• **GIVEN REQUEST A**
In the interview transcript, reproduce the passage starting with "So, we have" and going on through "Come on down.", substituting "raffle" for "lottery" wherever it occurs.

====== TEXT TO READ ======

TEACHING CHANNEL

INTERVIEW WITH CHRISTOPHER PERSAUD

CHRISTOPHER PERSAUD:

So, we have a little situation. There was a lottery. Right now I need six winners to see who's gonna get a car. Six winners, let's see them.

(interview)

My name is Christopher Persaud. This was a discovery lesson about a lottery, and it was used to introduce functions to them. The objective of today's lesson is to have the students see functions from a completely different perspective, how it can be related to a real-life application, and actually let them be the winners of the lottery. So it had six keys to cars, and after they randomly selected students that raised their hand, they went up to the board and put their name up there.

(class)

All right. What I want right now are the six winners to come on up and write what they want on the board. Come on down.

(interview)

I transition into it without them even knowing what is a function. I never use the word function. But I was giving them a scenario: six winners, six cars, and each winner now has a car in their possession.

(class)

All right, guys. Take a look at the cars that we have and the winners. So first we had the silver Ferrari Spyder. Who had the Ferrari Spyder? Number three, who had the black Mustang? Erica. Blue Porsche? The question is, do you think that there is a one-to-one correspondence between the winners and the cars? However you interpret that phrase, one-to-one correspondence.

====== MATERIAL SHOWN ======

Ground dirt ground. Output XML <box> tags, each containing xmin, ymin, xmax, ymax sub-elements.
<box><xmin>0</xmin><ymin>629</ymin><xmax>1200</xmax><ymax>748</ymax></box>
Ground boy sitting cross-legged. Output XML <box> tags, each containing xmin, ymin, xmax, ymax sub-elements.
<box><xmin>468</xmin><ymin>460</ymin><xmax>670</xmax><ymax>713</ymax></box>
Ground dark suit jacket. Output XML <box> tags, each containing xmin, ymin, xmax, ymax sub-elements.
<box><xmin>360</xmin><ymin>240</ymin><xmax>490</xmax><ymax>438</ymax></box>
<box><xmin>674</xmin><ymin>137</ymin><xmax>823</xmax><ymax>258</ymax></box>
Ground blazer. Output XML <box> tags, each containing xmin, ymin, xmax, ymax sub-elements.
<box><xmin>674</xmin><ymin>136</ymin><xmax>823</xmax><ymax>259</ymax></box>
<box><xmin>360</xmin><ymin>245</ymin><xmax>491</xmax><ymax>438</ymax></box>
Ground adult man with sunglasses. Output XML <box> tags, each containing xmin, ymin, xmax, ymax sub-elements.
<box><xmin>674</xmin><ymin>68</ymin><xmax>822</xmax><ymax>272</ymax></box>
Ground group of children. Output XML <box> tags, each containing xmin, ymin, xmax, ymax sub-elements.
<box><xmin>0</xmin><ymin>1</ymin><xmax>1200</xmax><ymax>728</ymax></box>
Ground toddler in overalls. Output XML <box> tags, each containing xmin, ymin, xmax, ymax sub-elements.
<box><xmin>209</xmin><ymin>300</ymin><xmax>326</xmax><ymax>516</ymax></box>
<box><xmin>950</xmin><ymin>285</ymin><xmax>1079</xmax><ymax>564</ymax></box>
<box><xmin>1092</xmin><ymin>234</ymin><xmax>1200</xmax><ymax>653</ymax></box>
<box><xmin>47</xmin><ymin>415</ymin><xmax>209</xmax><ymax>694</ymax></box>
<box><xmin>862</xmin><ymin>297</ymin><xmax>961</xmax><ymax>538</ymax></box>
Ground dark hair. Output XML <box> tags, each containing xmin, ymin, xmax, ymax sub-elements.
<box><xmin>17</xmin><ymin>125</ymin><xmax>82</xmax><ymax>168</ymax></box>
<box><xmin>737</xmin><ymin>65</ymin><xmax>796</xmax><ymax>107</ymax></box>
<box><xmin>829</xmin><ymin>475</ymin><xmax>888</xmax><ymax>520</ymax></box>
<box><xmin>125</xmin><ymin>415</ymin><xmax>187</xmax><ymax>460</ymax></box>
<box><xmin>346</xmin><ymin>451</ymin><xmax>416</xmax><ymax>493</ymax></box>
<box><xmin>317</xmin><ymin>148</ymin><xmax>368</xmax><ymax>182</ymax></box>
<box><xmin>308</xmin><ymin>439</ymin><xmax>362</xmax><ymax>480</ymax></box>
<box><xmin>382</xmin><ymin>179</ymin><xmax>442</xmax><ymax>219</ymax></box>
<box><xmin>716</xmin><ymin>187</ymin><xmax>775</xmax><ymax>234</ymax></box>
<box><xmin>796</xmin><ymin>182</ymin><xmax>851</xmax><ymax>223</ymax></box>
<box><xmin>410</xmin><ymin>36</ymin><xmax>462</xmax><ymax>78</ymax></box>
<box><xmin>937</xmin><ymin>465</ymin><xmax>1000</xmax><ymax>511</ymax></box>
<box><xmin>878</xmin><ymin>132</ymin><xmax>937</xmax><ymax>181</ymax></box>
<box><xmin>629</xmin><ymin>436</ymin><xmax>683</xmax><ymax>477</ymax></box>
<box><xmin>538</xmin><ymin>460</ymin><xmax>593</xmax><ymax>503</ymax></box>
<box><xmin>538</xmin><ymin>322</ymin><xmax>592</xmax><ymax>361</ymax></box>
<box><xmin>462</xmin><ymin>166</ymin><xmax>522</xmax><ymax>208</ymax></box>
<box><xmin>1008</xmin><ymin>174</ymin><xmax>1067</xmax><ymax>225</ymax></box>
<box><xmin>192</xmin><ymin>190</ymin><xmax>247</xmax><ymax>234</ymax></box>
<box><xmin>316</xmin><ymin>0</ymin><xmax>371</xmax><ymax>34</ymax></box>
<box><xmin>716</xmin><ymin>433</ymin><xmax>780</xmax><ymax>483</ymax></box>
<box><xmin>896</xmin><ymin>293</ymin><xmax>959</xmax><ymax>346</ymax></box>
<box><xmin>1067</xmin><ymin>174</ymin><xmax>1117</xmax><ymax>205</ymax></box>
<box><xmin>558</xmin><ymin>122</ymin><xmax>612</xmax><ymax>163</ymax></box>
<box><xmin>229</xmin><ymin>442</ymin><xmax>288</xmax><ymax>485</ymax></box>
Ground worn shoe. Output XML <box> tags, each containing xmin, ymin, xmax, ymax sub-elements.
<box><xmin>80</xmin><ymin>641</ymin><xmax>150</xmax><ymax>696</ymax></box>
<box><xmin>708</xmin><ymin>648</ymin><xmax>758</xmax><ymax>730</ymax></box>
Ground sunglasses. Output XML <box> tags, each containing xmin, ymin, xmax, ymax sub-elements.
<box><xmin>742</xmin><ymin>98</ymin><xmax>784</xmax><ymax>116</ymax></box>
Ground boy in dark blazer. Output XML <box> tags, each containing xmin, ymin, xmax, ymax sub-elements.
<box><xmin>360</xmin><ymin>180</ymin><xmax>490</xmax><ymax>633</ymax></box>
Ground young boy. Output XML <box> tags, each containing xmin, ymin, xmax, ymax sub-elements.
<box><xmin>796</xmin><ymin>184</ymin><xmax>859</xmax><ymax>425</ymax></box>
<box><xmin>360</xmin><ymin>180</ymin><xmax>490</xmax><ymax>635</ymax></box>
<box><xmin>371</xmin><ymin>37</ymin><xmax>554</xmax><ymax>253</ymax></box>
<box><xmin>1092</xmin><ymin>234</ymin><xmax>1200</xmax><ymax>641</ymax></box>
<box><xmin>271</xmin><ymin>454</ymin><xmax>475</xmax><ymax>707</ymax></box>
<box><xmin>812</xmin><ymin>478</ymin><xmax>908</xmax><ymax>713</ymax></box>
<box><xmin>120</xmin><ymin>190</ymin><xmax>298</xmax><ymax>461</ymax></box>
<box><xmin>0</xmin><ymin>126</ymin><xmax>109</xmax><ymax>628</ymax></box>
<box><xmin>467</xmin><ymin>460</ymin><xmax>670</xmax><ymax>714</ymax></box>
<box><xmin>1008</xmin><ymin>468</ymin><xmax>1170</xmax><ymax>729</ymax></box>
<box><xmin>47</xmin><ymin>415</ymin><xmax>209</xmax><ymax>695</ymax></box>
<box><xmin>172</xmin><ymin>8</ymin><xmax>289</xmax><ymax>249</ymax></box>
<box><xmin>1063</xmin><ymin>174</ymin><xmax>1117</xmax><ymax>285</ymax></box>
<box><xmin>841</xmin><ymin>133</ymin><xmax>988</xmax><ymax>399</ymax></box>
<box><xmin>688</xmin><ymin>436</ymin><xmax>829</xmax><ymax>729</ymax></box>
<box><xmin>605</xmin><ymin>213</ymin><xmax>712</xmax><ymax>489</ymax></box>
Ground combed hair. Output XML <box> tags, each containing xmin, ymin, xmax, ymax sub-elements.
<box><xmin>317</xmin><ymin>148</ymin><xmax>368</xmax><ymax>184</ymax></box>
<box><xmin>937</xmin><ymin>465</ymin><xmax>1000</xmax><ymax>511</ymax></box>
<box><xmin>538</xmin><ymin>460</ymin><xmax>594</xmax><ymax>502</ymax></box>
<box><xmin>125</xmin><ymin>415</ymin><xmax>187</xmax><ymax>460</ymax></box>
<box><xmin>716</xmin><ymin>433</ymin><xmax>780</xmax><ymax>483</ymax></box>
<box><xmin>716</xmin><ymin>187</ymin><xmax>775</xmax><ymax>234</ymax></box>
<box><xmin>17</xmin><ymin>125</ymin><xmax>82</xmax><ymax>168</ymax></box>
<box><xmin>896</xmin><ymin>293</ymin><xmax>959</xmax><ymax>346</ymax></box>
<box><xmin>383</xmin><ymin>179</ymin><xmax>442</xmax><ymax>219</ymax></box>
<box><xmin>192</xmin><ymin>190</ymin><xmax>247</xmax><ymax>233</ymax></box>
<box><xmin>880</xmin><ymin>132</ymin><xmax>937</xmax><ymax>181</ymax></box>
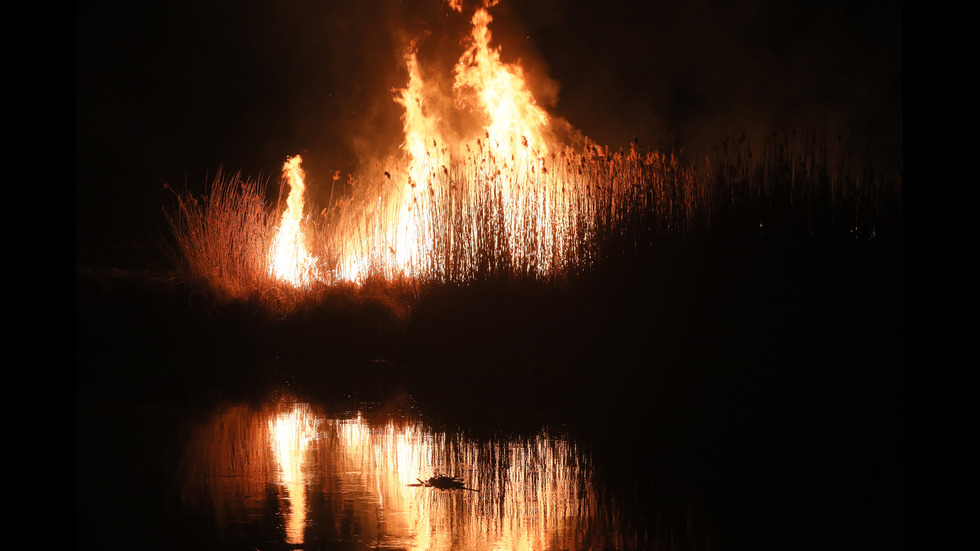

======

• **GIVEN REQUEST B**
From the entries above, select and copy each line that contains the word "dark".

• **FINAL RESULT A**
So, we have a little situation. There was a raffle. Right now I need six winners to see who's gonna get a car. Six winners, let's see them.

(interview)

My name is Christopher Persaud. This was a discovery lesson about a raffle, and it was used to introduce functions to them. The objective of today's lesson is to have the students see functions from a completely different perspective, how it can be related to a real-life application, and actually let them be the winners of the raffle. So it had six keys to cars, and after they randomly selected students that raised their hand, they went up to the board and put their name up there.

(class)

All right. What I want right now are the six winners to come on up and write what they want on the board. Come on down.

• **FINAL RESULT B**
Ground dark suit jacket. Output XML <box> tags, each containing xmin, ymin, xmax, ymax sub-elements.
Ground dark hair. Output XML <box> tags, each containing xmin, ymin, xmax, ymax sub-elements.
Ground boy in dark blazer. Output XML <box> tags, each containing xmin, ymin, xmax, ymax sub-elements.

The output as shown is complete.